→ Цель A
Перепиши в виде JSON-списка строк участок записей от их начала до строки с "top-left (36, 43), bottom-right (37, 47)" включительно. Каждая строка становится отдельным элементом списка, пустые строки не включай.

П.Н. Савицкий. Евразийская
концепция русской истории
Евразийство есть идейное движение,
возникшее около 1921 года в среде
тогдашнего младшего поколения русской
интеллигенции. Оно стремится
подвергнуть пересмотру основные
представления относительно хода русского
исторического развития. Евразийство
породило значительную историческую
литературу, но и встретило многочисленные
возражения со стороны старшего
поколения русских историков. В исторической
области оно сосредоточивает
свое внимание на объяснении возникновения
Российской империи XVIII-XX
веков и сменившего ее Союза советских
республик.
Какие стороны исторического прошлого
подготовили возникновение каждого из
этих явлений? Каковы исторические традиции, которые в них воплощены? С
целью ответить на эти вопросы евразийцы
высказываются за решительное
расширение тех рамок, в которых
трактуются проблемы русской истории. Они
считают необходимым русскую историю
расширить до рамок истории Евразии как
особого исторического и географического
мира, простирающегося от границ
Польши до Великой китайской стены.
Евразийцы уделили исключительно большое
внимание определению географических
особенностей этого мира - срединного
мира старого материка - в их отличие от
географической природы его
западных (Европа) и южных (Азия)
окраин" Наиболее бросающейся в глаза
чертой в характеристике этого мира
является флагоподобное, т. е. на манер
полос в горизонтально подразделенном
флаге, расположение в нем основных
почвенно-ботанических и климатологических
зон...
В пределах этого мира испокон веков
существовала тенденция к культурной и
политической унификации. История Евразии
в значительной мере есть история
этих тенденций. Наличие их весьма
характерно отличает историю Евразии от
истории Европы и Азии, гораздо более
раздробленных в политическом и
культурном смысле. Названные тенденции
сказываются уже в пределах медного
и бронзового века, в течение которых вся
евразийская степная зона, от
причерноморских степей до
восточно-сибирских, была занята культурами
"скорченных и окрашенных
костяков" (названных так по типу погребений). Уже
тогда резко обозначилась специфическая
связь между культурами евразийской
степной и лежащей к северу от нее
евразийской лесной зоны, тесная связь,
весьма отличительная для названных выше
тенденций к унификации. В более
позднюю эпоху, уже в пределах железного
века, основными фактами истории
Евразии было существование скифской и
гуннской держав - с теми эпизодами,
которые их окружают и отделяют друг от
друга...

→ Цель B
Согласуются ли с текстом о евразийстве следующие утверждения? Ответь «да» или «нет» для каждого и приведи точную цитату из текста, которая это решает.
(i) Евразийство возникло около 1921 года.
(ii) Евразийцы предлагают сузить рамки, в которых рассматриваются проблемы русской истории.
(iii) История Европы и Азии раздроблена меньше, чем история Евразии.

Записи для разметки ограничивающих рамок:
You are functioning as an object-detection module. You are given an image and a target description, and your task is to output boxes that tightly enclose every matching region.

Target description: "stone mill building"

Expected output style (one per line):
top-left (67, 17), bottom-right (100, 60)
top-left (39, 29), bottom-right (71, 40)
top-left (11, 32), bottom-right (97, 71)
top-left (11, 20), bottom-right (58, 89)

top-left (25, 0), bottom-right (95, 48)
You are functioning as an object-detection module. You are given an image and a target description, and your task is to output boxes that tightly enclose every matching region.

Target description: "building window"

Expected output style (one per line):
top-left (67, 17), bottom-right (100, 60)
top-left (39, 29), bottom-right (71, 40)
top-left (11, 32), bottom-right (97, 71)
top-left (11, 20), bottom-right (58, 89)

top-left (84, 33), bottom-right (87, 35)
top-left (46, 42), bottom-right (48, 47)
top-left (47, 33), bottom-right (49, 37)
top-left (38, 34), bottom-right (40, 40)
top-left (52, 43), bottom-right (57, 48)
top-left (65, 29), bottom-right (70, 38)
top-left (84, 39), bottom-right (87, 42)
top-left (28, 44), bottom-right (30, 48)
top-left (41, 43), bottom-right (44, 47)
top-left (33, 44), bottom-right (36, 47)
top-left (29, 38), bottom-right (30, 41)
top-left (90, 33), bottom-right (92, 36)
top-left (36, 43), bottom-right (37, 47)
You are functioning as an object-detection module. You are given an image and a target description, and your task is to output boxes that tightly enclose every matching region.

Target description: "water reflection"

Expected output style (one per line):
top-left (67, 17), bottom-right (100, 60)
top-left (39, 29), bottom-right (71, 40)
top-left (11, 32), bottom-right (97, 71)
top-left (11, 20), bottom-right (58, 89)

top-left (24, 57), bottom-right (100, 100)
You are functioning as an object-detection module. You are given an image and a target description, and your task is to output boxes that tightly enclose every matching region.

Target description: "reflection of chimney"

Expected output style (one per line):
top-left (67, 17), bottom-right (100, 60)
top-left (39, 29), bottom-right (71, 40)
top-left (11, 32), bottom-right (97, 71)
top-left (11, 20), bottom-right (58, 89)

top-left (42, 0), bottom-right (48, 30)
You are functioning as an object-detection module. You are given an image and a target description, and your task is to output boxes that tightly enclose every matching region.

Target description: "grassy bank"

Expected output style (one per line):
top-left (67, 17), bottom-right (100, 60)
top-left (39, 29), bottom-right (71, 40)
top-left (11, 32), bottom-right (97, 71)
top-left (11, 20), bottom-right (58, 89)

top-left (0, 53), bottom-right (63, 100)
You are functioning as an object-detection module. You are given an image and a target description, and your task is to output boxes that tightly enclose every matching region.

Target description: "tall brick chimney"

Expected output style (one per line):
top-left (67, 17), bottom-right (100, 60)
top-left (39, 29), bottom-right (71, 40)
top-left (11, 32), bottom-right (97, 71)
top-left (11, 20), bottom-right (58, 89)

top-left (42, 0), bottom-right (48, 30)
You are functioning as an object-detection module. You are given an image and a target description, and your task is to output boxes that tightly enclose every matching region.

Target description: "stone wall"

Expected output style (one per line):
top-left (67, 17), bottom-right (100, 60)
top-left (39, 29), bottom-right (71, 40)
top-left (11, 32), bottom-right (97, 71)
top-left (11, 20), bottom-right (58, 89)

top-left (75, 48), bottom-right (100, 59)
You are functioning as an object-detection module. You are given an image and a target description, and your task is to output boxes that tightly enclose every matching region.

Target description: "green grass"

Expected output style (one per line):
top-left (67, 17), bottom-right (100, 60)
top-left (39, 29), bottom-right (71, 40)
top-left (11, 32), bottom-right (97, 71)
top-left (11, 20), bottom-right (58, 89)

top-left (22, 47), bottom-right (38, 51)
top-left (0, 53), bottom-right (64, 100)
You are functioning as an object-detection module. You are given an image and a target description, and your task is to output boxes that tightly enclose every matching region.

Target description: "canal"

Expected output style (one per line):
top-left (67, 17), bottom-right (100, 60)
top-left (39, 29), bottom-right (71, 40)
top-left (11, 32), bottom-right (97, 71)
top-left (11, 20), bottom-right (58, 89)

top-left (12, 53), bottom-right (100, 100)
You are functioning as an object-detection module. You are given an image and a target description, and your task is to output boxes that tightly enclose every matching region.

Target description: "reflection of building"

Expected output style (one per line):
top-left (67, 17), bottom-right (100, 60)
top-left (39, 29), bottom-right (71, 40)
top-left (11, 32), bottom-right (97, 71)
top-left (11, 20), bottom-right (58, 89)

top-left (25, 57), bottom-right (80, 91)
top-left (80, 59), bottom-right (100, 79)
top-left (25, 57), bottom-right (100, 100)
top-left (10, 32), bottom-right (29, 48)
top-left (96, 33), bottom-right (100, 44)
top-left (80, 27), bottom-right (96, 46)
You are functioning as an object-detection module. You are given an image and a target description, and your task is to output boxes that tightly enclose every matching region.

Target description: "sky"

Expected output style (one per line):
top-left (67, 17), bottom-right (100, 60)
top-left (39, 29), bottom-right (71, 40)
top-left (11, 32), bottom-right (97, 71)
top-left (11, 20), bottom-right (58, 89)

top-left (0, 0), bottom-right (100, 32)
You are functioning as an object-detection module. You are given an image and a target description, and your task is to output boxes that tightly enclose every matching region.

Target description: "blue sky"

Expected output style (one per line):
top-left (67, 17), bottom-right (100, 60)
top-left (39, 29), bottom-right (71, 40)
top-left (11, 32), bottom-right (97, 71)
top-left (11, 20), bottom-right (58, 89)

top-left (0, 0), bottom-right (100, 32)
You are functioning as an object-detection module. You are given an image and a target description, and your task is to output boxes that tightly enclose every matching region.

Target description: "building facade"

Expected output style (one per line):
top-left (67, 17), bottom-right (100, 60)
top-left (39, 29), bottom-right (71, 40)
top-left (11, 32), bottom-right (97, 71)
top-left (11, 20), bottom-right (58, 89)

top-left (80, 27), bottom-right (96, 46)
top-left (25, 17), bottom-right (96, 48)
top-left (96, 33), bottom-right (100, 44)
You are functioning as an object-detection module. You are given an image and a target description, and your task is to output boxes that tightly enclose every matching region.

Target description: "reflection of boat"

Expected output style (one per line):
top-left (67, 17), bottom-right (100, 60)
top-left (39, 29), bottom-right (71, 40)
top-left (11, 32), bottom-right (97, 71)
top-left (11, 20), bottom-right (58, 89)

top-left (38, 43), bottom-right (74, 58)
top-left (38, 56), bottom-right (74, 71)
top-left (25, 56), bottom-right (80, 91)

→ Ответ A
[
  "You are functioning as an object-detection module. You are given an image and a target description, and your task is to output boxes that tightly enclose every matching region.",
  "Target description: \"stone mill building\"",
  "Expected output style (one per line):",
  "top-left (67, 17), bottom-right (100, 60)",
  "top-left (39, 29), bottom-right (71, 40)",
  "top-left (11, 32), bottom-right (97, 71)",
  "top-left (11, 20), bottom-right (58, 89)",
  "top-left (25, 0), bottom-right (95, 48)",
  "You are functioning as an object-detection module. You are given an image and a target description, and your task is to output boxes that tightly enclose every matching region.",
  "Target description: \"building window\"",
  "Expected output style (one per line):",
  "top-left (67, 17), bottom-right (100, 60)",
  "top-left (39, 29), bottom-right (71, 40)",
  "top-left (11, 32), bottom-right (97, 71)",
  "top-left (11, 20), bottom-right (58, 89)",
  "top-left (84, 33), bottom-right (87, 35)",
  "top-left (46, 42), bottom-right (48, 47)",
  "top-left (47, 33), bottom-right (49, 37)",
  "top-left (38, 34), bottom-right (40, 40)",
  "top-left (52, 43), bottom-right (57, 48)",
  "top-left (65, 29), bottom-right (70, 38)",
  "top-left (84, 39), bottom-right (87, 42)",
  "top-left (28, 44), bottom-right (30, 48)",
  "top-left (41, 43), bottom-right (44, 47)",
  "top-left (33, 44), bottom-right (36, 47)",
  "top-left (29, 38), bottom-right (30, 41)",
  "top-left (90, 33), bottom-right (92, 36)",
  "top-left (36, 43), bottom-right (37, 47)"
]

→ Ответ B
(i) Да: «возникшее около 1921 года в среде тогдашнего младшего поколения русской интеллигенции».
(ii) Нет: «евразийцы высказываются за решительное расширение тех рамок, в которых трактуются проблемы русской истории».
(iii) Нет: «отличает историю Евразии от истории Европы и Азии, гораздо более раздробленных в политическом и культурном смысле».